TASK REQUIREMENTS |
[1] Decide whether each statement agrees with the passage on Laudato Si': (a) Pope Francis was a scientist before he became a priest. (b) The introductory essay in the Melville House edition is by Eric M. Conway. (c) Most Catholic bishops in the United States have ignored climate change. Answer yes or no for each, quoting the deciding words of the passage.
[2] Reproduce the passage on Laudato Si' from "Most Catholic bishops" to "and climate change.", word for word.

++++ DOCUMENT EXTRACT

Encyclical on Climate Change and Inequality, On Care for Our Common Home by Pope Francis [Laudato Si’]
You don’t have to be Catholic to love the beautiful language of this teaching document. And you don’t have to be an environmental activist to appreciate the pope’s call for action to halt climate change and reform our consumerist ways. Pope Francis, a scientist before he became a priest, lays out the scientific and ethical rationale for saving the planet that has influenced world leaders and ordinary readers. Many things have to change course, he writes, “but it is we human beings above all who need to change,” to develop an awareness of “our common origin, of our mutual belonging.”
Most Catholic bishops in the United States, the biggest capitalist country in the world, have ignored climate change—when I saw the reports from data scientists to prove it, I fumed, because the prelates set the tone for much of what goes on in every parish in the country. This short book’s Melville House edition (full disclosure: my publisher too) carries an incisive introductory essay by the Harvard science historian Naomi Oreskes, whose volumes written with Eric M. Conway, Merchants of Doubt (2010) and The Big Myth (2023), expose well-funded campaigns that deny the dangers of tobacco and climate change.

++++++++
++++ DATA ENTRIES

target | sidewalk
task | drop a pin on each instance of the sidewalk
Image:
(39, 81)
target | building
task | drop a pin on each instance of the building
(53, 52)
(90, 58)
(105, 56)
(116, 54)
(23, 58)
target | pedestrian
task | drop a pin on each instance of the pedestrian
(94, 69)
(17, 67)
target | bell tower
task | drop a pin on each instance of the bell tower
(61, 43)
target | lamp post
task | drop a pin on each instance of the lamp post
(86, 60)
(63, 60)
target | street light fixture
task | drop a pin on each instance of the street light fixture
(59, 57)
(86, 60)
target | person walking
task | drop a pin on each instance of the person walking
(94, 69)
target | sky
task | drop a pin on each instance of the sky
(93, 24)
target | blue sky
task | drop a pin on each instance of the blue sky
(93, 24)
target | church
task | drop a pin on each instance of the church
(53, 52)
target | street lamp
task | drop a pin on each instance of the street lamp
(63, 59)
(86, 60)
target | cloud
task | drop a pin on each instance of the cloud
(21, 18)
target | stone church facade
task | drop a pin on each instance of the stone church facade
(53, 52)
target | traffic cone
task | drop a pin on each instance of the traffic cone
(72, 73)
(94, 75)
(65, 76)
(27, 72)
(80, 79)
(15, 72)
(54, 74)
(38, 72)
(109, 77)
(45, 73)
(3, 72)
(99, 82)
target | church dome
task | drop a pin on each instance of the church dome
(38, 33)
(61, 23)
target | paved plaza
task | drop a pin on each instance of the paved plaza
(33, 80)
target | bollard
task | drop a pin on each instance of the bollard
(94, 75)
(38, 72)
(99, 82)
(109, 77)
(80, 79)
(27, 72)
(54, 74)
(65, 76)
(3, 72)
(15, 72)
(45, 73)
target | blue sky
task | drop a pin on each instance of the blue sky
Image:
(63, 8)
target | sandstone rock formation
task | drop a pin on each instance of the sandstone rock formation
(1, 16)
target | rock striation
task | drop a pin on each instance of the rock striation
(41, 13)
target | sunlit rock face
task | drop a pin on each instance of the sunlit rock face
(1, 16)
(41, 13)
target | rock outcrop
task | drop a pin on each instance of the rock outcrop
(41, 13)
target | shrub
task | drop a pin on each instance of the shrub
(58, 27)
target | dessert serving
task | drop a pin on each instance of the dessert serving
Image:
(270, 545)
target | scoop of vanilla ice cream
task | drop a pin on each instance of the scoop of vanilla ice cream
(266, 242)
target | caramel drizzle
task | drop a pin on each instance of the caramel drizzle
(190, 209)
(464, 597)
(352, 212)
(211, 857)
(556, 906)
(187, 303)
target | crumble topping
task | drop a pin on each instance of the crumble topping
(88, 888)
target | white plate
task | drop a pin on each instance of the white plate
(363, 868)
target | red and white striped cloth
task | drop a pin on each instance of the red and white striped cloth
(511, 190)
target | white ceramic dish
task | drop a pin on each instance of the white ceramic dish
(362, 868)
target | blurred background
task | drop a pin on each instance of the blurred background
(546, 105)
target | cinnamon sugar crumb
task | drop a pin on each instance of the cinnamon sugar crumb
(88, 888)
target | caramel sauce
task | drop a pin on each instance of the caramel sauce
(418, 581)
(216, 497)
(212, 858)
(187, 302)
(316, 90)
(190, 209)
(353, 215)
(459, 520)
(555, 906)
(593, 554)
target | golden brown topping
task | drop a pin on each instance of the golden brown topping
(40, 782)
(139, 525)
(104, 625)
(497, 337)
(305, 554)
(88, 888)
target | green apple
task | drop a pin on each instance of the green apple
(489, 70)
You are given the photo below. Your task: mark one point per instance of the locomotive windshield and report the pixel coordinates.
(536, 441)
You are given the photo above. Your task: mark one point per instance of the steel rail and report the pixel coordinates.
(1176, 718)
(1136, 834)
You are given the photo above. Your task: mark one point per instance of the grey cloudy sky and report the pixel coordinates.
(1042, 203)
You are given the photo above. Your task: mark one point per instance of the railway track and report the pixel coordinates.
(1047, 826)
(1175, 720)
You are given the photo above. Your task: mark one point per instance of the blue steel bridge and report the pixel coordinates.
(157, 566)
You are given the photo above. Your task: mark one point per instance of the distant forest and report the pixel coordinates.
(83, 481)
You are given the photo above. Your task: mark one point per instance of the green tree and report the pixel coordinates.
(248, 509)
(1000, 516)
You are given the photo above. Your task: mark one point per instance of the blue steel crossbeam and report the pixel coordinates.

++++++++

LIST OF SOLUTIONS |
[1]
(a) Yes: "Pope Francis, a scientist before he became a priest"
(b) No: "carries an incisive introductory essay by the Harvard science historian Naomi Oreskes"
(c) Yes: "Most Catholic bishops in the United States, the biggest capitalist country in the world, have ignored climate change"

[2]
Most Catholic bishops in the United States, the biggest capitalist country in the world, have ignored climate change—when I saw the reports from data scientists to prove it, I fumed, because the prelates set the tone for much of what goes on in every parish in the country. This short book’s Melville House edition (full disclosure: my publisher too) carries an incisive introductory essay by the Harvard science historian Naomi Oreskes, whose volumes written with Eric M. Conway, Merchants of Doubt (2010) and The Big Myth (2023), expose well-funded campaigns that deny the dangers of tobacco and climate change.